**Instrução 1:** Liste todas as palavras do excerto sobre o conflito israelo-palestiniano que terminam em "-ção".
**Instrução 2:** Escreva a continuação do texto sobre o conflito israelo-palestiniano a partir da última frase.

**Excerto do texto:**
******

Na sequência de mais um reaquecimento do conflito israelo-palestiniano vemo-nos novamente assolados pelas mesmo gastas alegações, com uma outra actualização para incluir os mais recentes crimes de que ambos os lados são tão profícuos. Uma parte destes argumentos não merecem grande atenção, sendo apenas devaneios ignorantes e racistas próprios de quem não conhece a região e a História, enquanto outros, por vezes até enunciados por personalidades interessantes merecem uma refutação mais cuidada.

******

**Informação extraída:**
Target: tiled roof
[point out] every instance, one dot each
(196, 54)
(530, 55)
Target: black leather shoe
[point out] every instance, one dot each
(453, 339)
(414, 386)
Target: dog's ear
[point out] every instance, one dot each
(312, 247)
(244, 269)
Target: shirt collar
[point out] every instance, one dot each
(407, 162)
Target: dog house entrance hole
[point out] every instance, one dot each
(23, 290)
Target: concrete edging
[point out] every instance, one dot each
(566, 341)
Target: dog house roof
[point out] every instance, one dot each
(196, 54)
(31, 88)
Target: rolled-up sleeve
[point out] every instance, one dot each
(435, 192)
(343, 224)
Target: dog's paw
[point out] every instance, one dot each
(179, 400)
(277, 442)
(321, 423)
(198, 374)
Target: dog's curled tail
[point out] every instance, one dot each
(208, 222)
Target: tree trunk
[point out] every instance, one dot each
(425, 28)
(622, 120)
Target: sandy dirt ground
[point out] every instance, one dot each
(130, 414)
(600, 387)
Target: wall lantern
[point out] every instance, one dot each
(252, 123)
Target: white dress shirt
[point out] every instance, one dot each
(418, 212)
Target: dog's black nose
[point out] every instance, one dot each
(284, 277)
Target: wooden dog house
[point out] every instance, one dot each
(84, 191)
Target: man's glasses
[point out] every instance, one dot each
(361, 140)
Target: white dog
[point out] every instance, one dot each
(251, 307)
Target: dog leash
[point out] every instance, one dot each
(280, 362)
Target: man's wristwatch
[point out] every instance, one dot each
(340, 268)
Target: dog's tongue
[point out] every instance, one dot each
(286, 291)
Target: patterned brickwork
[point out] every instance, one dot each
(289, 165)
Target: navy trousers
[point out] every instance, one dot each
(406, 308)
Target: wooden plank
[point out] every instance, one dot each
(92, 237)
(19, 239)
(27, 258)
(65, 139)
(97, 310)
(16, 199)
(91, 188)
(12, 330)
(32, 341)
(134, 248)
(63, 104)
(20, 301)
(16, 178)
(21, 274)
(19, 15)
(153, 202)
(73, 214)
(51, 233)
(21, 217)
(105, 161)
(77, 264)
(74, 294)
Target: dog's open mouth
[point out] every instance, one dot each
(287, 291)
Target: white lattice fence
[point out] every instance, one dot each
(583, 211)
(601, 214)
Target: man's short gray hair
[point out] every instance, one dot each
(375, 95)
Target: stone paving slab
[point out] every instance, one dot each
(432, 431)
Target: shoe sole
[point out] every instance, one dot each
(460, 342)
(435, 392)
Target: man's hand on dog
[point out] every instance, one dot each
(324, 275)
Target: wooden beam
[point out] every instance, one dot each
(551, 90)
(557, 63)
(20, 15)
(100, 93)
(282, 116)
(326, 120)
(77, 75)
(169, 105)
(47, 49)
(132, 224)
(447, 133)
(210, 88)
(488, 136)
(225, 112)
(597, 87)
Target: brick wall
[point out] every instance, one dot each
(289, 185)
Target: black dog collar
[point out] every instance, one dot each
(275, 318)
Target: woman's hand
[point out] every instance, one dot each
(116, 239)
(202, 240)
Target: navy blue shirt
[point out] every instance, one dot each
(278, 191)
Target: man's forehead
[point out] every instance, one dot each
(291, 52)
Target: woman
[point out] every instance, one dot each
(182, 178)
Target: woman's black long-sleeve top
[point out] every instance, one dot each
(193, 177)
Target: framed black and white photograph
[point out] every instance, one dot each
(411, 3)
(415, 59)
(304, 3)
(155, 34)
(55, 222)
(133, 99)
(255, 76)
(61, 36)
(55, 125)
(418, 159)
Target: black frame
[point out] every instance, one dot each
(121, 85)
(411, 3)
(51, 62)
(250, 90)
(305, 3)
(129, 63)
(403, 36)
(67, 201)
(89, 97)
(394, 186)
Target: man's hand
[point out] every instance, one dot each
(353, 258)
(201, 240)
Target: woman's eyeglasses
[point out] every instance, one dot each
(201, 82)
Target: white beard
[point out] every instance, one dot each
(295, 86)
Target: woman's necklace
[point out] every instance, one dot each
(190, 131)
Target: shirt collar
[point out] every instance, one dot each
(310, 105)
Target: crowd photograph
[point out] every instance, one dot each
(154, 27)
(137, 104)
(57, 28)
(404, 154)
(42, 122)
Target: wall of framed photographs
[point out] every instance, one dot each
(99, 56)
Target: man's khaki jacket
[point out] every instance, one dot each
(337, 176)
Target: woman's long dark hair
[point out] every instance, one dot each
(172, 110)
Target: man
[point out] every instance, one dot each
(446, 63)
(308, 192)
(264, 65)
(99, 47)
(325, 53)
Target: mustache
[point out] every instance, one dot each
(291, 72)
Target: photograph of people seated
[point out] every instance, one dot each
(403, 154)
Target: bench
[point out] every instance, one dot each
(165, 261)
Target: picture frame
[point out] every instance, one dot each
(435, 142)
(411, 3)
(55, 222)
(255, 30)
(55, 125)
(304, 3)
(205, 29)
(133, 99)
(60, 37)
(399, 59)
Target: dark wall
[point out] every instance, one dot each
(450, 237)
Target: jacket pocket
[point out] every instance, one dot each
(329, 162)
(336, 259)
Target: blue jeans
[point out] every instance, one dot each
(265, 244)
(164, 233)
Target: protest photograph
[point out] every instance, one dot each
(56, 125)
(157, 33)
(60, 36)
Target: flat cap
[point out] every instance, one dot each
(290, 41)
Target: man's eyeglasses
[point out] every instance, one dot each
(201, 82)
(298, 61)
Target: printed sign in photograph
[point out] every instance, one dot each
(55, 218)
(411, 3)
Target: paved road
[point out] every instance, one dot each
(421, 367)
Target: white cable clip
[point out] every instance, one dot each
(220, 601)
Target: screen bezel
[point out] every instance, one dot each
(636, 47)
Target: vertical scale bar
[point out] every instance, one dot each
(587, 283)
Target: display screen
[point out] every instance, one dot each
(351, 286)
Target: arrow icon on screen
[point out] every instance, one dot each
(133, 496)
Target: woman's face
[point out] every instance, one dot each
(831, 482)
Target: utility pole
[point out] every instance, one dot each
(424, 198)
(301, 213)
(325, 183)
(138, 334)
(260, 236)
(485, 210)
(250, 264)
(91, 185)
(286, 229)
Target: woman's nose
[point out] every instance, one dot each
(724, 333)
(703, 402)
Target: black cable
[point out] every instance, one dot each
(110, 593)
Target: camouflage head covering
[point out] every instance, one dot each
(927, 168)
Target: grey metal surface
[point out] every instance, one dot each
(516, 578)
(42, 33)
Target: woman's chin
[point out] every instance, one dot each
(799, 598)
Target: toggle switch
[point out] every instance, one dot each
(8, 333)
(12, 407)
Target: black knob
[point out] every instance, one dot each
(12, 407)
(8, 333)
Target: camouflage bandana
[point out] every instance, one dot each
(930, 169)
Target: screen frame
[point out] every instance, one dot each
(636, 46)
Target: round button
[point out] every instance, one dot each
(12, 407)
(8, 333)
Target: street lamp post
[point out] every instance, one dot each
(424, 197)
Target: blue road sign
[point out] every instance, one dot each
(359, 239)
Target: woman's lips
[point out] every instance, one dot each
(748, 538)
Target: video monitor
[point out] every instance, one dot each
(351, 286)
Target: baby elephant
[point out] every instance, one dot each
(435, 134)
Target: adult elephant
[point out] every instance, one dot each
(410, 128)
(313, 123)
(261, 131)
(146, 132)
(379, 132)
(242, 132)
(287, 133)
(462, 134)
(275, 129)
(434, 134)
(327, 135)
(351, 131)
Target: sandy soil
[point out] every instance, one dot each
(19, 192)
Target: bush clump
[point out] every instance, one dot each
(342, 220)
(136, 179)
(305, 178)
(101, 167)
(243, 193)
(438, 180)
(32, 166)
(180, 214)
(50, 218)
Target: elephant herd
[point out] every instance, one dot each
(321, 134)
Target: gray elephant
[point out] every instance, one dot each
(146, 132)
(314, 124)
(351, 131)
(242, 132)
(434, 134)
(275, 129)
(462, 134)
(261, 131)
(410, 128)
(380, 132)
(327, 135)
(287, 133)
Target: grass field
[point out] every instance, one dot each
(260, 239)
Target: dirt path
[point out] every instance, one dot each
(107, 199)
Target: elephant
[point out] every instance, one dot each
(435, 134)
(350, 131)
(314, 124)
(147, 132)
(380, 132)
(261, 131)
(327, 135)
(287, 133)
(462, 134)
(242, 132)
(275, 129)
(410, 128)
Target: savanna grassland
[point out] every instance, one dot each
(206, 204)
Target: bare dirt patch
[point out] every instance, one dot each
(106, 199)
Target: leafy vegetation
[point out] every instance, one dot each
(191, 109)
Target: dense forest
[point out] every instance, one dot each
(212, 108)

******

**Resposta escrita 1:** actualização, atenção, refutação

**Resposta escrita 2:**
Foco-me hoje apenas num tipo de discurso cada vez mais apregoado e que foi sintetizado de forma clara por Tiago Moreira de Sá, Professor da Universidade Nova e destacado quadro do PSD: “(…) entre uma democracia e uma organização como o Hamas, estou do lado da primeira”. Este tipo de argumento é extremamente apelativo e garante à partida bastante apoio, mas está absolutamente errado. Outros, como Domingos Lopes mostram-se semelhantes na essência, mas com os papéis invertidos colocando Israel como um agressor imperialista desculpabilizando assim qualquer acção feita pelo Hamas, independentemente do que estes algumas vez façam: “A mortandade de palestinianos indefesos por Israel é própria de quem despreza totalmente o outro povo e a sua cultura; é a barbárie tão característica dos regimes nazis”.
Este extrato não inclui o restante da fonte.